Outline items for labeled areas:
══════════

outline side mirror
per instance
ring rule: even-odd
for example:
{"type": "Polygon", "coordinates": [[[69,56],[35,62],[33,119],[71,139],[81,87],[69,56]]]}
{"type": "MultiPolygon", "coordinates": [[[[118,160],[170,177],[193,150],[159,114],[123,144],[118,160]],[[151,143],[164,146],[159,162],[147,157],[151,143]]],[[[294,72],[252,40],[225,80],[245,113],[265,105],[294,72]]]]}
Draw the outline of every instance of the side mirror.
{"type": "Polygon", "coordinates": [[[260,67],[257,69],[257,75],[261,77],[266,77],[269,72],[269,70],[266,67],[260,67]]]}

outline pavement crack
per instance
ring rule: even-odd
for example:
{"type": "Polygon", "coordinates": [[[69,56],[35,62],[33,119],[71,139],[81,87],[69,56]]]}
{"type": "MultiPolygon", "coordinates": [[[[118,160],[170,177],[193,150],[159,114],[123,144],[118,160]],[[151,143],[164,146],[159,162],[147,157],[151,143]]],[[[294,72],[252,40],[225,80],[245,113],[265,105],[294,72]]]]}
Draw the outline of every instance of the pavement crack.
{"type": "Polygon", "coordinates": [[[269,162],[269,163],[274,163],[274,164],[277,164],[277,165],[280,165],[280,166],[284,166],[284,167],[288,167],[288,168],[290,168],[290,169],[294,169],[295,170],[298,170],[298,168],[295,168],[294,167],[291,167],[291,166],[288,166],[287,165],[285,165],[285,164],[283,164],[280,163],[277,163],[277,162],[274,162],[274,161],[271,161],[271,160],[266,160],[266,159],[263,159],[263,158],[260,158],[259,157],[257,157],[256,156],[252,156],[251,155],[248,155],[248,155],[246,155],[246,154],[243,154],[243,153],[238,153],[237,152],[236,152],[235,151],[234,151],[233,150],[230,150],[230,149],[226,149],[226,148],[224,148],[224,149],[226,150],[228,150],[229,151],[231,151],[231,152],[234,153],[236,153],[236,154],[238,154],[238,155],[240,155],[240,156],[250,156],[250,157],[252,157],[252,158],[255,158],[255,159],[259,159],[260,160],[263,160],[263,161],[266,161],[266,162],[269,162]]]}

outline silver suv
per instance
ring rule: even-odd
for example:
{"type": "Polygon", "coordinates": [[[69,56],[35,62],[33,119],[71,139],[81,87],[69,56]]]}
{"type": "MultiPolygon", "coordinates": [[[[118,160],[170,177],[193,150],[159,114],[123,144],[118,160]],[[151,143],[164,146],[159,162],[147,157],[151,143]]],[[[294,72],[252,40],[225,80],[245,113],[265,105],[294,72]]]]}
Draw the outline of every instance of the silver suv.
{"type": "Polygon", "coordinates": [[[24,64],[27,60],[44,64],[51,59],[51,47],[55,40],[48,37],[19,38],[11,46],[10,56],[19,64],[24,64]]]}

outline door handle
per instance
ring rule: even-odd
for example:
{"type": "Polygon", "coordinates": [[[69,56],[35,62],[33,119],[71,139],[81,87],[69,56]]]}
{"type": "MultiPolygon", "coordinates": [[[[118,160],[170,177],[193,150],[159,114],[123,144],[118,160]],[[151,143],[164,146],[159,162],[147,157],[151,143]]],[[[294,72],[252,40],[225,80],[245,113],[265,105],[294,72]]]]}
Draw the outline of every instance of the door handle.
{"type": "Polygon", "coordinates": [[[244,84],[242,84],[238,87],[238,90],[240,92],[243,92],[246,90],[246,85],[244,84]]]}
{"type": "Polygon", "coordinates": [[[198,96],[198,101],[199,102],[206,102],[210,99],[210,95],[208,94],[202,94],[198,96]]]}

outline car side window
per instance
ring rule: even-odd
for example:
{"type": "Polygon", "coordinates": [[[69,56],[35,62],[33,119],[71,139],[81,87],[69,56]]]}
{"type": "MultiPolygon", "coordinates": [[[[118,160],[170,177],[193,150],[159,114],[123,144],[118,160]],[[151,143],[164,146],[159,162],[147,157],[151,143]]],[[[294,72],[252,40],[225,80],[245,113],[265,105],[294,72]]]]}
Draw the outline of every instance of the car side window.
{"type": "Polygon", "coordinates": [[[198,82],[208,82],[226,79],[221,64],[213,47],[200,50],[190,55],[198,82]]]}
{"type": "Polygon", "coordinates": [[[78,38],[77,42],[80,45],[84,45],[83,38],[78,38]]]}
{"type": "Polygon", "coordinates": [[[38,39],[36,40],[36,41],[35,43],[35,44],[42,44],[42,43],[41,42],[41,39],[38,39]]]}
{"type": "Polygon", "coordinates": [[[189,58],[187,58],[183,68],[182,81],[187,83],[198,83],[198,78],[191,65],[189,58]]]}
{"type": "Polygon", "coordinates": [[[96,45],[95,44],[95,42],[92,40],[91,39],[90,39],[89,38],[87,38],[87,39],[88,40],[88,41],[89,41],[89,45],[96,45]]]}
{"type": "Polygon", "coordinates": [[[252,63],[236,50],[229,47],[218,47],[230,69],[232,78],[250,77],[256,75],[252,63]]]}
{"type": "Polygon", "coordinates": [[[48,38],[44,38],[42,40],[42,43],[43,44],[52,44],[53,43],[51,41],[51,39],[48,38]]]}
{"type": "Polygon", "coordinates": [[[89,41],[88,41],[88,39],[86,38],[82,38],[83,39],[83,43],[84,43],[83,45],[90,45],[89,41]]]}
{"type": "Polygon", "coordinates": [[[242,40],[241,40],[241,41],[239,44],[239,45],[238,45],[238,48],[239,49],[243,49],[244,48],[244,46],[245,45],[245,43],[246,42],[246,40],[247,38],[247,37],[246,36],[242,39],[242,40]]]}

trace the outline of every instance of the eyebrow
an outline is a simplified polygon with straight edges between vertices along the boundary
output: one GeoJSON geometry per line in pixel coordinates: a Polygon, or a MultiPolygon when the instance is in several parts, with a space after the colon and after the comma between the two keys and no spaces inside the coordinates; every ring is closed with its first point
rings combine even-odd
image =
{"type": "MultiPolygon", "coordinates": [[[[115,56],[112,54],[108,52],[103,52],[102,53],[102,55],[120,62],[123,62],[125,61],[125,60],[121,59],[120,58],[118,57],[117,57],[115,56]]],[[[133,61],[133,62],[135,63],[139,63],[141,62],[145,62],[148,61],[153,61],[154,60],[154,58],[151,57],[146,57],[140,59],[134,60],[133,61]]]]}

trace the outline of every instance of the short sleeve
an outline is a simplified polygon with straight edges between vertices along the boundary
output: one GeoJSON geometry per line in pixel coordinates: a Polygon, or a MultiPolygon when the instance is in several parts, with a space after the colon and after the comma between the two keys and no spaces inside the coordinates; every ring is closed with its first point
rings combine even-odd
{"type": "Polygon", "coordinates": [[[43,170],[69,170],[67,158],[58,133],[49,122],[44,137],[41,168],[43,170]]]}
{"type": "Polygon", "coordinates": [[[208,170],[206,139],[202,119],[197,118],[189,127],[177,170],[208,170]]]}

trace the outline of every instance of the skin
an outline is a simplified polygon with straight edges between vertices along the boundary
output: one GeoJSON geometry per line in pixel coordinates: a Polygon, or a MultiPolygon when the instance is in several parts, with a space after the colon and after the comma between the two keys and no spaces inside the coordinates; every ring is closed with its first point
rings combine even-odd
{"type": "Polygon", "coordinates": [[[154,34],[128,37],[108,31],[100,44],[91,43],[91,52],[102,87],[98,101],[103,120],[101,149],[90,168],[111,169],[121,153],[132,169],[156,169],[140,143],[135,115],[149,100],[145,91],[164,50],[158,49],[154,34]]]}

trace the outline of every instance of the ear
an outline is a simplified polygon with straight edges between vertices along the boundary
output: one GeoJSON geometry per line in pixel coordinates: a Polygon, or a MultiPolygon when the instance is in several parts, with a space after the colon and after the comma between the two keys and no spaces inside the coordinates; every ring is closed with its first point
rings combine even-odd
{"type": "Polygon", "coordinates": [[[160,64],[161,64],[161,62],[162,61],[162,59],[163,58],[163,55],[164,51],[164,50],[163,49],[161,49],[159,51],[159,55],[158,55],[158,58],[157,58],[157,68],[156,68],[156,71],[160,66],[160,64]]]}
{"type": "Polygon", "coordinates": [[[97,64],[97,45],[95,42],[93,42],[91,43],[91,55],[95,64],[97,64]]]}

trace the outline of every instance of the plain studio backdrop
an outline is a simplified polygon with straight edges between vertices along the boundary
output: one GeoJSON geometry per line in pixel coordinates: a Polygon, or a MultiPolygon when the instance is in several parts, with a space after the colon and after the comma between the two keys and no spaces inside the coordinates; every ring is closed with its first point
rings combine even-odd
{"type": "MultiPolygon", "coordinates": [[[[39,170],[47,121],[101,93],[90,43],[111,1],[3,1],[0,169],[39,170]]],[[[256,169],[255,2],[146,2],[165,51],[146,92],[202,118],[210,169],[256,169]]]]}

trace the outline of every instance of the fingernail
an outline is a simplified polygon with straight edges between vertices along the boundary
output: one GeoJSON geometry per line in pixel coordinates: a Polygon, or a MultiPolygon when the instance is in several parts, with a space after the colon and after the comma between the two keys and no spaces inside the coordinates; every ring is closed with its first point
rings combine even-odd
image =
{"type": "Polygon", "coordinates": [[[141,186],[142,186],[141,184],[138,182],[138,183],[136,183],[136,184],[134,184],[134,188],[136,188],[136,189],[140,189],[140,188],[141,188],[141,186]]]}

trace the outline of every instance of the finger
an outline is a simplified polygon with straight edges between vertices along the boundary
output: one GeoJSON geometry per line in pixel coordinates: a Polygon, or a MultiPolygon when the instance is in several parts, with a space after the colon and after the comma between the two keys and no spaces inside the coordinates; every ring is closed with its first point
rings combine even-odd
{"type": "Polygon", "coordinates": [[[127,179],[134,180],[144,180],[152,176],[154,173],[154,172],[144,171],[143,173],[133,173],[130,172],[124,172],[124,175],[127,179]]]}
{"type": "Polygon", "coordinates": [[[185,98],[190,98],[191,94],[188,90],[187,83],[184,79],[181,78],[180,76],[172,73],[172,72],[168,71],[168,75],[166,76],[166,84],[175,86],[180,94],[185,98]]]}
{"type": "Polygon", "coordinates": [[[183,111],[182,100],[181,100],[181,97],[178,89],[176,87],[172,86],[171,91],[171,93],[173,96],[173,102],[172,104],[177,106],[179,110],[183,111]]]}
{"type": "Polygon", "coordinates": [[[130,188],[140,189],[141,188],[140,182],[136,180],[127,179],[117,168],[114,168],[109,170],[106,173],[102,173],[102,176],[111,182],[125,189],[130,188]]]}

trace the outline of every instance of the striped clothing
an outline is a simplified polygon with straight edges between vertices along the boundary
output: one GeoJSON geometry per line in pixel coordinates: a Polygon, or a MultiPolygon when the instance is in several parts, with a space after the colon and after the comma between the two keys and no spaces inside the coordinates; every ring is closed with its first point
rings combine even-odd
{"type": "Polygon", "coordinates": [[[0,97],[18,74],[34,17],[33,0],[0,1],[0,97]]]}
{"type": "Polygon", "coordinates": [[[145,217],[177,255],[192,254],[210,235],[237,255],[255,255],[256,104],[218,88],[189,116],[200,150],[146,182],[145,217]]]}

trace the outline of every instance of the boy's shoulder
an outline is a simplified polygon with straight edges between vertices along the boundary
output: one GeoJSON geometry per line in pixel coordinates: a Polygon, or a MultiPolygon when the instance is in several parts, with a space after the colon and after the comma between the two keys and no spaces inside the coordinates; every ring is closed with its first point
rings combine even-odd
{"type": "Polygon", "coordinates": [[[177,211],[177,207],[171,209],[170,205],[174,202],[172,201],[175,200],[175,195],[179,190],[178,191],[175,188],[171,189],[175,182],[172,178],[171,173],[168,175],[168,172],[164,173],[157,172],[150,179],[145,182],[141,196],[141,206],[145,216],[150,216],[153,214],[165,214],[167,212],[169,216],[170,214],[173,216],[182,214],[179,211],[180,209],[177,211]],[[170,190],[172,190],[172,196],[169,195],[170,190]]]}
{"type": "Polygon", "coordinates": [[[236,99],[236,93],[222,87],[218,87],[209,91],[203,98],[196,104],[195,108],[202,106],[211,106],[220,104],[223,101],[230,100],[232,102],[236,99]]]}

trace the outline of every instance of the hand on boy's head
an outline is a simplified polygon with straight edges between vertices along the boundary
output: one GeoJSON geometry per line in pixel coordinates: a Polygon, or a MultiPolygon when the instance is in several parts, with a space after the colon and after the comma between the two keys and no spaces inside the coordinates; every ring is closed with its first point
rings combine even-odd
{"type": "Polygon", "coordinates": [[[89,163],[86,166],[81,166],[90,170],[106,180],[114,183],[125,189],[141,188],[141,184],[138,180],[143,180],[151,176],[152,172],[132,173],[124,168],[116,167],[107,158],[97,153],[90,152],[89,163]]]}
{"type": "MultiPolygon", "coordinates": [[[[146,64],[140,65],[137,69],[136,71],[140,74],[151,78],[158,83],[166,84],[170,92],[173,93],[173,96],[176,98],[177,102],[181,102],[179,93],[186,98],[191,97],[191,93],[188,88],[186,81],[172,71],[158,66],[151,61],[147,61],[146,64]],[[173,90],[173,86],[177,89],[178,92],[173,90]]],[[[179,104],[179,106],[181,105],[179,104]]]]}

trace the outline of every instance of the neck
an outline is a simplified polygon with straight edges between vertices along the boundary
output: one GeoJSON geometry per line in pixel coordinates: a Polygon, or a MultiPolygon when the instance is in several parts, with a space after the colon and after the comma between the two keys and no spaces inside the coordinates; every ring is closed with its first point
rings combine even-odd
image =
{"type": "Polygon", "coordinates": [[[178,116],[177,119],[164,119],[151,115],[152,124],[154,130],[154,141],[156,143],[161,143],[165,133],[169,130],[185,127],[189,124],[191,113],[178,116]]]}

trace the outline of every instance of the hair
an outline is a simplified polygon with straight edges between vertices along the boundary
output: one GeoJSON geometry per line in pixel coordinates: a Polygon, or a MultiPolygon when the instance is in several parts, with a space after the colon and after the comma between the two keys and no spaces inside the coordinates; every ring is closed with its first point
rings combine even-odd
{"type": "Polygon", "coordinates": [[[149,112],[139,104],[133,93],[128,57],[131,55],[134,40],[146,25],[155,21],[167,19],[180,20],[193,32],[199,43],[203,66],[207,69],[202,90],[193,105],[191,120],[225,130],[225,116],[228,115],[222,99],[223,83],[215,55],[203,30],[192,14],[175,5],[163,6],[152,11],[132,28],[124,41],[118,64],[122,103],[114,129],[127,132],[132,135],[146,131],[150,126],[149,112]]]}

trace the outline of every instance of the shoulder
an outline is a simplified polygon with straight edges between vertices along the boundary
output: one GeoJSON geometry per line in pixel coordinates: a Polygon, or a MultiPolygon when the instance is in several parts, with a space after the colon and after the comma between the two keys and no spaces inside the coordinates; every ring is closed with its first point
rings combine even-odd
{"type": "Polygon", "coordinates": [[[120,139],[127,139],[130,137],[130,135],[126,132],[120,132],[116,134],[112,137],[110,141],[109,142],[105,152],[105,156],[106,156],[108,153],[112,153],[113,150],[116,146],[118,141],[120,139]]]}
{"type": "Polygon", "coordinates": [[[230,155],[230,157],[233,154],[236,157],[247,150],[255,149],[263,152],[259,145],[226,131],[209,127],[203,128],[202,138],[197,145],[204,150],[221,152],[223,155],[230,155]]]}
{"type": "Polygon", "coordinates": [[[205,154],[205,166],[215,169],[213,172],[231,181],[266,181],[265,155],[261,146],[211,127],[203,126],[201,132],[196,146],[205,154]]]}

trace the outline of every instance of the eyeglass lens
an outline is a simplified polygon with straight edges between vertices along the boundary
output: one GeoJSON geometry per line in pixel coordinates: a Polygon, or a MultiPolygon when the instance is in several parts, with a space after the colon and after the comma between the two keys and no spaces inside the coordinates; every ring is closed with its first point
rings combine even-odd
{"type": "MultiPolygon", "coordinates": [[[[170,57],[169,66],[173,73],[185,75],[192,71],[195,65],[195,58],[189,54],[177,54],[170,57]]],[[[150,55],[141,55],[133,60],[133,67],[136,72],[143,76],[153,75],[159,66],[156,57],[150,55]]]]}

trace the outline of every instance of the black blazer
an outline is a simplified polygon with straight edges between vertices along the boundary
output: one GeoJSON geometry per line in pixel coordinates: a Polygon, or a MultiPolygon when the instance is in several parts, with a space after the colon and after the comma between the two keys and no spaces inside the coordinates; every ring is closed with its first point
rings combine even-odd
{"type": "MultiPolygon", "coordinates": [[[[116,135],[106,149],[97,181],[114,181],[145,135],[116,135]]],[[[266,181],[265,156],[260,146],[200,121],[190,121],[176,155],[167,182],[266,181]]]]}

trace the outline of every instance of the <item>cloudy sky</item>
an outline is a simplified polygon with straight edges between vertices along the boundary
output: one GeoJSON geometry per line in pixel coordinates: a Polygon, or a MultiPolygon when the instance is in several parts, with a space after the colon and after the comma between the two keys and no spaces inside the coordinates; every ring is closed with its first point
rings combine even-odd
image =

══════════

**THE TASK**.
Copy out, word for word, the part of the data that begins with the line containing "trace the outline of every instance of the <item>cloudy" and runs through the final line of the data.

**RESPONSE TO THIS TASK**.
trace the outline of every instance of the <item>cloudy sky</item>
an outline is a simplified polygon with straight edges between vertices along the boundary
output: one GeoJSON geometry per line in pixel coordinates: a Polygon, or a MultiPolygon when the instance is in several parts, with a space after the colon and after the comma between the two keys and no spaces inside the coordinates; every ring is closed with its first point
rings combine even-odd
image =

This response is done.